Excerpts from location labeling data:
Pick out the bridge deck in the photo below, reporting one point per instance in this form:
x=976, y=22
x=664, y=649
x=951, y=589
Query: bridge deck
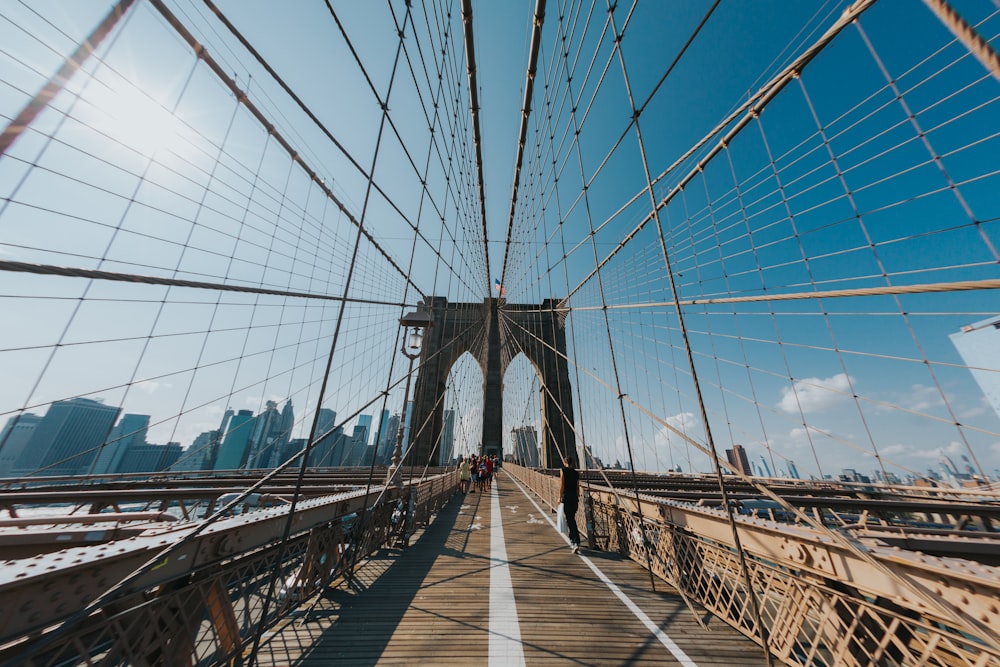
x=447, y=600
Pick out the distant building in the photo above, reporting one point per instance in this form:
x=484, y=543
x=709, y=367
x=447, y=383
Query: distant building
x=737, y=457
x=235, y=445
x=979, y=346
x=14, y=437
x=129, y=432
x=67, y=439
x=322, y=451
x=852, y=475
x=385, y=454
x=150, y=458
x=196, y=456
x=383, y=440
x=358, y=443
x=767, y=468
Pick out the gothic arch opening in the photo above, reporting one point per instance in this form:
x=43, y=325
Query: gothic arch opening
x=494, y=332
x=522, y=412
x=462, y=423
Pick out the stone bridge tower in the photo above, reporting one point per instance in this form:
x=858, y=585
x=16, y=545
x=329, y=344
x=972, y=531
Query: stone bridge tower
x=494, y=332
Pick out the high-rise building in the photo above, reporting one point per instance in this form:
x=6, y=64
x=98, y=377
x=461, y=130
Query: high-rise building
x=268, y=435
x=14, y=437
x=196, y=456
x=67, y=439
x=358, y=444
x=150, y=458
x=447, y=438
x=767, y=468
x=129, y=432
x=322, y=451
x=979, y=346
x=383, y=440
x=526, y=446
x=235, y=443
x=737, y=457
x=385, y=453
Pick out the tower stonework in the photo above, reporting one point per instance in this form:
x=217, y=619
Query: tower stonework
x=494, y=332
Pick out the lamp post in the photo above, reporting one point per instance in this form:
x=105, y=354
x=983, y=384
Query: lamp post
x=415, y=322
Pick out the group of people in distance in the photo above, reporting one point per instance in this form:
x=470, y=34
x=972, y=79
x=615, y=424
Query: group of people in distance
x=477, y=472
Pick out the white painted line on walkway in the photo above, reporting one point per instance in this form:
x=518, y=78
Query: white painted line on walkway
x=505, y=630
x=633, y=607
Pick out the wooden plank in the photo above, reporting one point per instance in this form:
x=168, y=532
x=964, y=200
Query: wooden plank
x=430, y=603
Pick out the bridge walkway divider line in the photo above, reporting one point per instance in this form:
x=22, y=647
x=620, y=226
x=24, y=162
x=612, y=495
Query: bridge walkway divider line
x=429, y=603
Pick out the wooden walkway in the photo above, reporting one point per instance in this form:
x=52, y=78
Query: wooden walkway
x=461, y=596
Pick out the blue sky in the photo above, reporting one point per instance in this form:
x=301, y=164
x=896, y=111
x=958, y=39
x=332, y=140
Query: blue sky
x=868, y=373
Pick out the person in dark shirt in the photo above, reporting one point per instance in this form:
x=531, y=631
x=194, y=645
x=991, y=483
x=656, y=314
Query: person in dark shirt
x=569, y=494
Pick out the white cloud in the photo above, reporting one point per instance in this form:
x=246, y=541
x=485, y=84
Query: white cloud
x=922, y=398
x=892, y=450
x=952, y=449
x=815, y=394
x=152, y=386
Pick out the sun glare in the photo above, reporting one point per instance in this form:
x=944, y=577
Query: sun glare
x=135, y=120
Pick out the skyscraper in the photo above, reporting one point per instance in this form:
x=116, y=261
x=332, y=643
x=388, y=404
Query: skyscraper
x=268, y=435
x=979, y=346
x=325, y=438
x=67, y=439
x=129, y=432
x=235, y=443
x=737, y=457
x=447, y=438
x=14, y=437
x=196, y=456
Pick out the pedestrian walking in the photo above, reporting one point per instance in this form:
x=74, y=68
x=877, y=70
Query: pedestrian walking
x=569, y=496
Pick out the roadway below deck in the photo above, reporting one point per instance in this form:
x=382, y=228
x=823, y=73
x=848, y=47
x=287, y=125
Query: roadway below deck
x=491, y=582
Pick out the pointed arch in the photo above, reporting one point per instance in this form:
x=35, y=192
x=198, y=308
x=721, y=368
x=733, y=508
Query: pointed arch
x=494, y=332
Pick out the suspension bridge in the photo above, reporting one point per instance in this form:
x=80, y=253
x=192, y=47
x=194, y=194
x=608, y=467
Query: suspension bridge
x=269, y=273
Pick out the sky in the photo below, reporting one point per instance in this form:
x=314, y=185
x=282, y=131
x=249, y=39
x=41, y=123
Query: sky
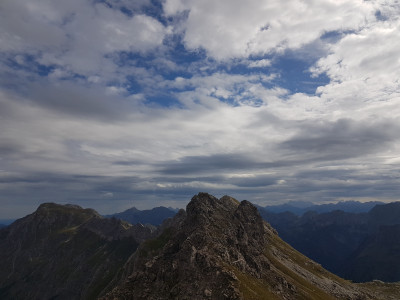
x=111, y=104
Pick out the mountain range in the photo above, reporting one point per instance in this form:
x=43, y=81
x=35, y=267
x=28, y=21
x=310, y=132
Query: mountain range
x=301, y=207
x=216, y=249
x=153, y=216
x=357, y=246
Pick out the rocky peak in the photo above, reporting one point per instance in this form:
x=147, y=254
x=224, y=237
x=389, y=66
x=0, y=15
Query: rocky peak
x=222, y=249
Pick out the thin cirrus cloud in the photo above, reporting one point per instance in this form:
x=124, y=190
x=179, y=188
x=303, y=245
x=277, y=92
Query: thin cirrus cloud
x=111, y=104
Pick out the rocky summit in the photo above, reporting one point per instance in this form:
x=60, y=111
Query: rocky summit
x=64, y=252
x=222, y=249
x=216, y=249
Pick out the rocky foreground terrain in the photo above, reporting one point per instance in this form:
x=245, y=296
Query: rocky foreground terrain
x=216, y=249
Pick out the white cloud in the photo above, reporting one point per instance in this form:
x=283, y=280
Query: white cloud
x=228, y=29
x=75, y=35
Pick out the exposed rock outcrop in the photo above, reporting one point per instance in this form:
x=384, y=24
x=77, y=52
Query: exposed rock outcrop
x=64, y=252
x=222, y=249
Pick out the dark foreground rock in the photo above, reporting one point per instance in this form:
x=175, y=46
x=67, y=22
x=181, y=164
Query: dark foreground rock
x=222, y=249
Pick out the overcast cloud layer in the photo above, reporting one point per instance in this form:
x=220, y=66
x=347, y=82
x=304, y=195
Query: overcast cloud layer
x=120, y=103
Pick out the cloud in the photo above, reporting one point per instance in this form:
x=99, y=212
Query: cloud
x=342, y=139
x=76, y=36
x=227, y=29
x=110, y=103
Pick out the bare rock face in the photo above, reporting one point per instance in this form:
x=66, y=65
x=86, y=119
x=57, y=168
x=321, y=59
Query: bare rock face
x=222, y=249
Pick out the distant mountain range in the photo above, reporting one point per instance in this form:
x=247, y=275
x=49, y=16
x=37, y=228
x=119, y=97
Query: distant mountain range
x=356, y=246
x=216, y=249
x=153, y=216
x=300, y=207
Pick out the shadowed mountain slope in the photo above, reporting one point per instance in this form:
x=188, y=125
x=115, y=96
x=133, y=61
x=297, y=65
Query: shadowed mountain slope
x=64, y=252
x=153, y=216
x=222, y=249
x=360, y=247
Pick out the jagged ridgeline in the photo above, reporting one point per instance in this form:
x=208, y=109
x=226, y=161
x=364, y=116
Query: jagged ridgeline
x=216, y=249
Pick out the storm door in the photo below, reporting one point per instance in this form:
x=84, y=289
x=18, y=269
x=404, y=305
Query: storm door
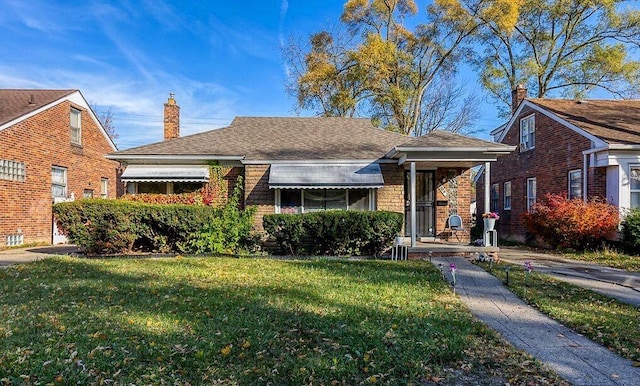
x=425, y=203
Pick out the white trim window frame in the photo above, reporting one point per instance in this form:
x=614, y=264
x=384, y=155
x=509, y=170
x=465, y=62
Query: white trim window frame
x=104, y=187
x=507, y=195
x=528, y=132
x=495, y=197
x=634, y=186
x=574, y=184
x=531, y=193
x=13, y=170
x=75, y=126
x=58, y=182
x=300, y=208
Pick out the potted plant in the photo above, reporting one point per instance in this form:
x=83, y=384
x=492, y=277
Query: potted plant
x=489, y=220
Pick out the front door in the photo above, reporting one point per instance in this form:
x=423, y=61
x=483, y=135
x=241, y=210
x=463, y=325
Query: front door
x=425, y=198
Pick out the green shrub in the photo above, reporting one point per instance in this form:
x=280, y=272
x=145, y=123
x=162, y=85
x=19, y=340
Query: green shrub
x=119, y=226
x=572, y=223
x=334, y=232
x=288, y=230
x=228, y=232
x=630, y=234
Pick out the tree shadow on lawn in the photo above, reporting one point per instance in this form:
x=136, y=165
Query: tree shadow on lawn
x=82, y=321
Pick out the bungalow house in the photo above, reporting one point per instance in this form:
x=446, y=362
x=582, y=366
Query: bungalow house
x=297, y=165
x=581, y=148
x=52, y=148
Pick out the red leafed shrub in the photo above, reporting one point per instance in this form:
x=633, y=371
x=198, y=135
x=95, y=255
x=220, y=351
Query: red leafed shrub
x=195, y=198
x=572, y=223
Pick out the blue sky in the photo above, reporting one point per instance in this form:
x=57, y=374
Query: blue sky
x=221, y=58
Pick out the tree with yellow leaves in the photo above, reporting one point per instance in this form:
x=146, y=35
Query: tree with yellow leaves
x=566, y=48
x=390, y=70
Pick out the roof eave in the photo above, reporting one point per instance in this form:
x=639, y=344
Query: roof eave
x=190, y=157
x=506, y=149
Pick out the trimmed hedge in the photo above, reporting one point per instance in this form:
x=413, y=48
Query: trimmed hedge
x=337, y=233
x=630, y=233
x=116, y=226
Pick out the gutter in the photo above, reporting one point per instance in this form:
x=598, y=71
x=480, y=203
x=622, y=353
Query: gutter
x=613, y=146
x=176, y=157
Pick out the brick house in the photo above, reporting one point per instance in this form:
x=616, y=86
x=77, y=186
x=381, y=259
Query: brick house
x=52, y=147
x=579, y=148
x=296, y=165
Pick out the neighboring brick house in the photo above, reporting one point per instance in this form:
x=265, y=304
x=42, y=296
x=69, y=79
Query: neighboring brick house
x=579, y=148
x=308, y=164
x=52, y=147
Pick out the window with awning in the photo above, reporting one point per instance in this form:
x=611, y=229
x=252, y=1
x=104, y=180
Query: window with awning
x=162, y=173
x=303, y=188
x=325, y=176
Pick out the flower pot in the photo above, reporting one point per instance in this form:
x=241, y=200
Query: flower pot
x=489, y=224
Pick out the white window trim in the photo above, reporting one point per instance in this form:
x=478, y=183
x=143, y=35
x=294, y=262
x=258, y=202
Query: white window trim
x=525, y=146
x=495, y=197
x=278, y=200
x=66, y=181
x=74, y=110
x=528, y=191
x=505, y=207
x=104, y=183
x=569, y=183
x=631, y=191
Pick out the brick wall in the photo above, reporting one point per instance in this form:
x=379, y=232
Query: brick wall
x=257, y=192
x=558, y=150
x=171, y=119
x=391, y=196
x=43, y=141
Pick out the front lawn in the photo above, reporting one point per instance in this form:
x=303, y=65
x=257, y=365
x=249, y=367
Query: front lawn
x=244, y=321
x=600, y=318
x=609, y=258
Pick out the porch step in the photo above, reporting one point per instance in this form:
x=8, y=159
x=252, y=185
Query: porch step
x=426, y=250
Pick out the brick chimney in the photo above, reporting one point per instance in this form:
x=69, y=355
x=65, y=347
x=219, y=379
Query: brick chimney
x=517, y=96
x=171, y=119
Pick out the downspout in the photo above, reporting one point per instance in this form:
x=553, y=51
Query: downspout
x=585, y=168
x=414, y=226
x=487, y=184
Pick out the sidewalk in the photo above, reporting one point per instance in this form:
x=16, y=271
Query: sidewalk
x=25, y=255
x=574, y=357
x=616, y=283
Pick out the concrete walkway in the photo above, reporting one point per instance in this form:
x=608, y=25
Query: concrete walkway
x=574, y=357
x=616, y=283
x=25, y=255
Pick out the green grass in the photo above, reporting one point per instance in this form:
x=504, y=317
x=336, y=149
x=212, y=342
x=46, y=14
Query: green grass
x=609, y=258
x=244, y=321
x=602, y=319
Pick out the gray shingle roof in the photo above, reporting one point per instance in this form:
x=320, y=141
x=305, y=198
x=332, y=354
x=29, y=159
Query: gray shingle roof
x=613, y=121
x=440, y=139
x=262, y=138
x=15, y=103
x=289, y=139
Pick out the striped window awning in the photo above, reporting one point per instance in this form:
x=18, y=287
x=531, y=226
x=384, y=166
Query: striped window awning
x=325, y=176
x=166, y=173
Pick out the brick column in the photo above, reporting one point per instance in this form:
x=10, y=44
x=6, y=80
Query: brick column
x=257, y=192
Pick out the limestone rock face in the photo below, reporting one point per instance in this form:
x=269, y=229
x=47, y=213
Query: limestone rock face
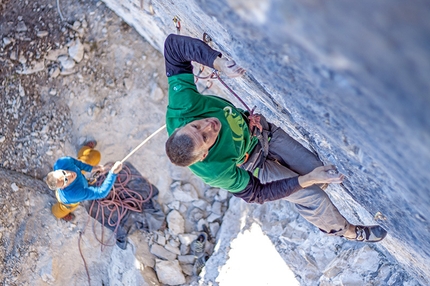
x=360, y=109
x=348, y=84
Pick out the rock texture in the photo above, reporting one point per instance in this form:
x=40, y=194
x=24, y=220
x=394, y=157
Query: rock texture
x=348, y=80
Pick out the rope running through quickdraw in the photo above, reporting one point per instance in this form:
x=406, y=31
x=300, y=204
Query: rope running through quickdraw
x=254, y=119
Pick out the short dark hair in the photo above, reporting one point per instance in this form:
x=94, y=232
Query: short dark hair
x=180, y=149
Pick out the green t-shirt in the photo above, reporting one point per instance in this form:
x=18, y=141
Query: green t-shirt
x=219, y=168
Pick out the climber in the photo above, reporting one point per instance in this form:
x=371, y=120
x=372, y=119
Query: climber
x=214, y=139
x=70, y=184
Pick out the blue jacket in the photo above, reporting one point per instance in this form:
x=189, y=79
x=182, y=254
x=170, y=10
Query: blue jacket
x=79, y=190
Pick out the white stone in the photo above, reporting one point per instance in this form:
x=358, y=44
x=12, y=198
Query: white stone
x=187, y=238
x=21, y=27
x=201, y=204
x=216, y=207
x=76, y=51
x=222, y=195
x=212, y=217
x=66, y=62
x=169, y=272
x=128, y=83
x=214, y=227
x=42, y=34
x=54, y=72
x=172, y=249
x=161, y=252
x=175, y=222
x=54, y=54
x=14, y=187
x=185, y=193
x=186, y=259
x=7, y=41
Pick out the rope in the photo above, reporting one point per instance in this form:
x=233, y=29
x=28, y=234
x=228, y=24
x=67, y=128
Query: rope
x=254, y=119
x=143, y=143
x=119, y=202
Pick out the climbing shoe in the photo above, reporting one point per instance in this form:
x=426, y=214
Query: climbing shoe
x=91, y=143
x=198, y=245
x=68, y=217
x=371, y=233
x=199, y=264
x=206, y=229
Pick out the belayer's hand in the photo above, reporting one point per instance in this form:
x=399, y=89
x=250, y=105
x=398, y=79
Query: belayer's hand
x=321, y=175
x=117, y=167
x=228, y=67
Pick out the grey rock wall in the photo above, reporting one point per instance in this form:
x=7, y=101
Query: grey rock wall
x=348, y=79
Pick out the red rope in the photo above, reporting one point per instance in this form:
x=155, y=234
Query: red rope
x=119, y=201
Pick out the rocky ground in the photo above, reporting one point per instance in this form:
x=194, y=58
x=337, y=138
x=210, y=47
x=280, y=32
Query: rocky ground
x=66, y=78
x=74, y=71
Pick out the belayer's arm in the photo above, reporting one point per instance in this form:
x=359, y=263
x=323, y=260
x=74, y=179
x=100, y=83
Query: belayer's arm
x=179, y=51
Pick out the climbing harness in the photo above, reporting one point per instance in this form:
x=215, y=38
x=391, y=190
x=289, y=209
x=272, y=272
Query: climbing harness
x=150, y=7
x=177, y=22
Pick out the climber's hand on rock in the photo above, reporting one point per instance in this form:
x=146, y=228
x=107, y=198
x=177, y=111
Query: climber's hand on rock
x=228, y=67
x=321, y=175
x=117, y=167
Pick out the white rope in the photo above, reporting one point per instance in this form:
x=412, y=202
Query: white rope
x=144, y=141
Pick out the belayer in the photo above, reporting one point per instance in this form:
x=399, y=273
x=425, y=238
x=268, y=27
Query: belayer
x=214, y=139
x=70, y=184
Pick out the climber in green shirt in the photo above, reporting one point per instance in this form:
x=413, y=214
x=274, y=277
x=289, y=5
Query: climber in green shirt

**PROBLEM DESCRIPTION:**
Rewrite the records from their start through the line containing "x=462, y=423", inclusive, swapping "photo" for "image" and keeping everything else unchanged. Omit the pictures.

**FULL ANSWER:**
Pick out the bridge deck in the image below, reporting one point per instance in this form:
x=976, y=22
x=664, y=649
x=951, y=589
Query: bridge deck
x=447, y=600
Pick out the distant building in the image above, reporting one point per instance in this form:
x=484, y=543
x=709, y=367
x=447, y=383
Query: distant building
x=737, y=457
x=235, y=445
x=979, y=346
x=14, y=437
x=129, y=432
x=67, y=439
x=322, y=451
x=852, y=475
x=385, y=454
x=150, y=458
x=196, y=456
x=383, y=440
x=358, y=443
x=767, y=468
Pick out the gothic arch opening in the image above, reporting one point per instance in this form:
x=43, y=325
Query: gothic arch opening
x=494, y=332
x=522, y=412
x=462, y=423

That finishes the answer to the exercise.